→ **Consignes**
**a)** Pouvez-vous résumer l'extrait en deux phrases ?
**b)** Répondez à ces questions sur l'extrait :
(i) De combien de lits de méthadone dispose-t-on en France, et pour combien de toxicomanes ?
(ii) Depuis combien de temps le pourcentage de séropositifs dans les centres d'accueil spécialisés a-t-il nettement diminué ?
(iii) Avec qui faut-il aller sur le terrain auprès des jeunes en difficulté ?
**c)** Dans l'extrait, pouvez-vous réécrire sous forme de liste le paragraphe qui commence par « Dans les pays anglo-saxons », en gardant ses faits principaux ?
━━━━━ Extrait
Texte intégral
Pour ou contre les drogues de substitution
Brice Lalonde : "Oui mais… à la méthadone"
Dans les pays anglo-saxons la méthadone a permis de diminuer la délinquance ; elle a réduit le nombre des complications médicales ; elle a favorisé la réinsertion des toxicomanes. Mais elle n'a pas fait régresser la toxicomanie en général. Ces drogues de substitution doivent être utilisées dans le cadre d'une démarche globale, avec appui psychologique et mesures sociales. Cela ne servirait à rien de les distribuer librement, à tout va, sans mesures d'accompagnement. Les produits de substitution ont donc une utilité, et l'on pourrait sans difficulté faire un effort dans ce domaine en France, puisqu'on ne dispose que de 50 lits de méthadone pour 100 000 toxicomanes.
L'Express : Un certain nombre d'experts se font les avocats de la méthadone au nom de la lutte contre le sida…
Brice Lalonde : En ce qui concerne la lutte contre le sida, beaucoup de toxicomanes ont changé leur comportement, ne se passent plus les seringues et utilisent les préservatifs. Ainsi le pourcentage de séropositifs dans les centres d'accueil spécialisés a-t-il nettement diminué depuis trois ans. L'éducation, la prise de conscience des risques ont porté leurs fruits. Mais le problème est celui des toxicomanes qui sont livrés à eux-mêmes, désinsérés, qui ne fréquentent pas ces centres spécialisés (parce que c'est trop loin, parce qu'il y a trop d'obstacles pour y parvenir, parce que c'est fermé la nuit, parce qu'ils ont des troubles psychologiques), chez lui les taux de séropositivité sont très élevés et qui sont donc peu accessibles à des mesures de prévention. C'est ceux-là qu'il faut toucher, et l'utilisation à grande échelle de produits de substitution risque de ne pas y changer grand-chose. Par contre, pouvoir disposer facilement de seringues propres et utiliser des préservatifs est tout aussi important. Il faut donc aller sur le terrain dans les quartiers les plus sensibles, parmi les jeunes en difficulté, avec les éducateurs de rue et les assistantes sociales, dont le rôle n'est pas assez reconnu. Les collectivités locales ont, là, un rôle très important à jouer.
━━━━━━━━━━
━━━━━ Jeu de données
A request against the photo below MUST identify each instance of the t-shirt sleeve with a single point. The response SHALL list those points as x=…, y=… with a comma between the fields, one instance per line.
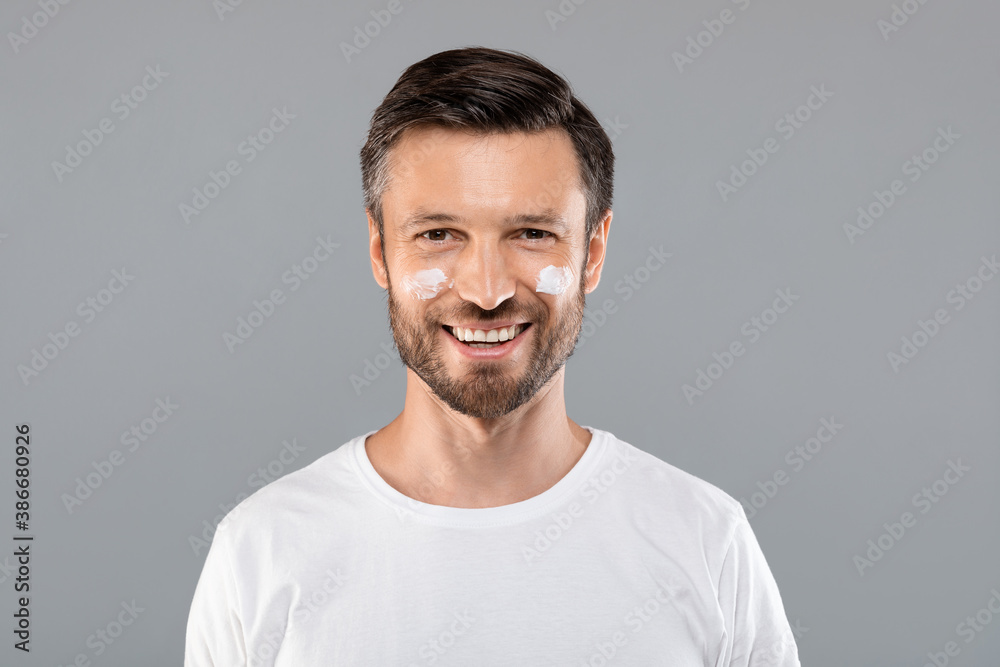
x=757, y=631
x=214, y=635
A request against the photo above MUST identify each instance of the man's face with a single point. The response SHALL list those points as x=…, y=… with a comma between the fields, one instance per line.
x=457, y=252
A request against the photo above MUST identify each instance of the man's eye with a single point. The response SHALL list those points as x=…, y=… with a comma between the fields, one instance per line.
x=433, y=232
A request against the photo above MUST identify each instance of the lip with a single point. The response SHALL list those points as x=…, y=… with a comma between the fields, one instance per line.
x=496, y=352
x=486, y=326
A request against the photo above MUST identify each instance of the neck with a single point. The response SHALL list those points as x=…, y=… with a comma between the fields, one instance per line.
x=437, y=456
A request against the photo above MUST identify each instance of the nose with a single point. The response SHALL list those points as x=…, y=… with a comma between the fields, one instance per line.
x=484, y=276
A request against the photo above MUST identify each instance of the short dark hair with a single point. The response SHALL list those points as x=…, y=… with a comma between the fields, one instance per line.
x=487, y=91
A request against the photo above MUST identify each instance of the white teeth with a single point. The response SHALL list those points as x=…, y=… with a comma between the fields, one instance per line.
x=491, y=336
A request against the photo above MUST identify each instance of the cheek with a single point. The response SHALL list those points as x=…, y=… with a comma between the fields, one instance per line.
x=425, y=284
x=553, y=279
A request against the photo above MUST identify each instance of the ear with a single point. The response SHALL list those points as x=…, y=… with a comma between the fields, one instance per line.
x=597, y=248
x=375, y=252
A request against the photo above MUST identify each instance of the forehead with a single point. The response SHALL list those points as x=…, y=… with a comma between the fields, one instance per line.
x=435, y=168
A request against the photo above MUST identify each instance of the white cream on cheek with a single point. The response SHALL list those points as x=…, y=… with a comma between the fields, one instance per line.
x=425, y=284
x=554, y=279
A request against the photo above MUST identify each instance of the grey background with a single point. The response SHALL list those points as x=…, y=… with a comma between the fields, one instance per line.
x=676, y=133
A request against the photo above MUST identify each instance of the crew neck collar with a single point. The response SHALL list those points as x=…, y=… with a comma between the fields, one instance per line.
x=479, y=516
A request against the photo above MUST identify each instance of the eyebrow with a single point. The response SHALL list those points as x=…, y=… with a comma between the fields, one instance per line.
x=547, y=217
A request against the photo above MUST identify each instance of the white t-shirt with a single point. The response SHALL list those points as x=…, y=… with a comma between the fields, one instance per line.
x=627, y=560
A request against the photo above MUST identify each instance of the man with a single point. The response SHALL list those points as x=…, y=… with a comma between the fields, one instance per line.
x=483, y=526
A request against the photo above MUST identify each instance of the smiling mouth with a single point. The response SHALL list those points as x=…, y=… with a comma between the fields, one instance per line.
x=483, y=339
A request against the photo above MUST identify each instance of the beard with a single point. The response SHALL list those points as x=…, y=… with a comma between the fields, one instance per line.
x=488, y=388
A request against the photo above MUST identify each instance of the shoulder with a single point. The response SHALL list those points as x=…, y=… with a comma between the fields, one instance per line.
x=666, y=496
x=315, y=491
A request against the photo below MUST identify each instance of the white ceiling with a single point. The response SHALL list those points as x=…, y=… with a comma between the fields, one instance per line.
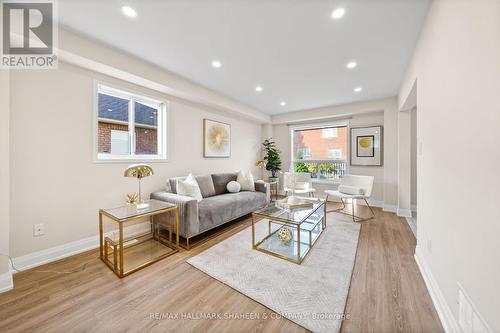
x=292, y=48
━━━━━━━━━━
→ **Réponses**
**a)** Selon Brice Lalonde, la méthadone a permis, dans les pays anglo-saxons, de diminuer la délinquance, de réduire les complications médicales et de favoriser la réinsertion des toxicomanes, mais elle doit être utilisée dans une démarche globale, avec appui psychologique et mesures sociales. Dans la lutte contre le sida, il estime qu'un accès facile aux seringues propres et aux préservatifs est tout aussi important et qu'il faut aller sur le terrain dans les quartiers les plus sensibles, où les collectivités locales ont un rôle très important à jouer.

**b)**
(i) De 50 lits pour 100 000 toxicomanes.
(ii) Depuis trois ans.
(iii) Avec les éducateurs de rue et les assistantes sociales.

**c)**
- Dans les pays anglo-saxons, la méthadone a diminué la délinquance, réduit les complications médicales et favorisé la réinsertion des toxicomanes.
- Elle n'a pas fait régresser la toxicomanie en général.
- Les drogues de substitution doivent s'inscrire dans une démarche globale, avec appui psychologique et mesures sociales.
- Les distribuer librement, sans mesures d'accompagnement, ne servirait à rien.
- Un effort serait facile en France, qui ne dispose que de 50 lits de méthadone pour 100 000 toxicomanes.